▶ [Extract provided]
Marqeta is a fintech startup, which develops the modern card issuing infrastructure necessary to fuel the mass adoption of digital banking. The company has assessed the main trends most likely to impact fintech during 2020.

The Marqeta executive team has put together their fintech predictions for the coming year and beyond. Omri Dahan, Chief Revenue Officer, Marqeta, Jason Gardner, Founder and CEO, Marqeta, and Vidya Peters, Chief Marketing Officer, Marqeta, provide Digital Journal readers with their thoughts for the coming year.

After a decade of unbundling in financial services, a great rebundling is coming

According to Omri Dahan: “Over the last 10 years in financial services, the mantra seems to have been: why buy the whole album from a big bank, when you can go directly to fintech for each of the singles? New market disruptors have attacked every profit pool that traditional banks came to hold dear: mortgages, consumer lending, investing, deposits, cards.”

He adds that: “We’ve seen some rebundling in the market, but this is going to accelerate dramatically in 2020, concentrating around superior user experiences. Think about the journey of Square’s Cash App, it started with a simple P2P transfer service that was incredibly simple and users loved. The Cash App today incorporates pieces of competitors like Chime (debit card), Groupon (rewards), Robinhood (trading) and Coinbase (bitcoin). There are a lot of disruptors in market who have built up a huge constituency by picking one service and offering a superior user experience. We’re going to see these companies break out into new adjacent products to increase the utility they’re providing their users.”

▶ [Recorded information]
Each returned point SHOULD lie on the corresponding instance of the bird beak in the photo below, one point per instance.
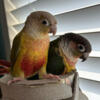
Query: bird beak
(53, 29)
(84, 56)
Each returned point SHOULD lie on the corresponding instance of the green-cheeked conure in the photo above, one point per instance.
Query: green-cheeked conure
(29, 51)
(65, 51)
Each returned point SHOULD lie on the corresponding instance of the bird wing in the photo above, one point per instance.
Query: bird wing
(15, 49)
(55, 63)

▶ [Required work]
1 – Rewrite the rows from the line with "the bird wing" through the end of the rows, keeping every line, requests included, but shift each point coordinate up by 37.
2 – Carry on the piece about Marqeta's fintech predictions from where it stops.

▶ [Answers in order]
1 –
Each returned point SHOULD lie on the corresponding instance of the bird wing in the photo above, one point per instance.
Query: bird wing
(52, 86)
(92, 100)

2 –
Tech giants will continue launching banking products without becoming banks

Dahan turns his attention to the role of the major technology companies in the fintech space, noting: “There’s been a longstanding narrative that tech giants will become banks, and with Google announcing it will begin offering checking accounts in 2020, some may see this as finally coming true. But what this development shows us is that there’s a path to market now for tech giants to offer banking products without becoming banks at all.”

Further with Alphabet, Dahan indicates: “Google is looking to partner with Citigroup and Stanford Credit Union, taking advantage of the backing of an FDIC-insured settling bank and new modern technology platforms to create a modern banking product within the Google customer experience, without the same bureaucratic burden. I think in 2020 this will become an attractive model for other major tech giants, allowing them to innovate in the rapidly evolving digital banking space and providing in-demand services for their users. At a macro level, this will further push banks into more of a utility and bring into question the power of their brands with consumers.”

Americans continue to look at fintechs for banking solutions vs. traditional banks

Focusing on the U.S., Vidya Peters sees the country as a fertile space for fintech developments: “New fintechs, driven by shifts in technology and a war chest of venture capital, have been able to drive change in the market quickly. According to TransUnion data, 40 percent of personal loans in 2013 were originated by banks with just 5 percent coming through fintechs.”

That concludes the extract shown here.